**Problem to work on**:
Can you restate the entries below, substituting "church tower" for each occurrence of "museum building" and keeping everything else the same?

**Dataset content**:

————

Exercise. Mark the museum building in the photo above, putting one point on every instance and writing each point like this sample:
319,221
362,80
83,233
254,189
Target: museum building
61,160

————

**Completed task**:
Exercise. Mark the church tower in the photo above, putting one point on every instance and writing each point like this sample:
319,221
362,80
83,233
254,189
Target: church tower
61,160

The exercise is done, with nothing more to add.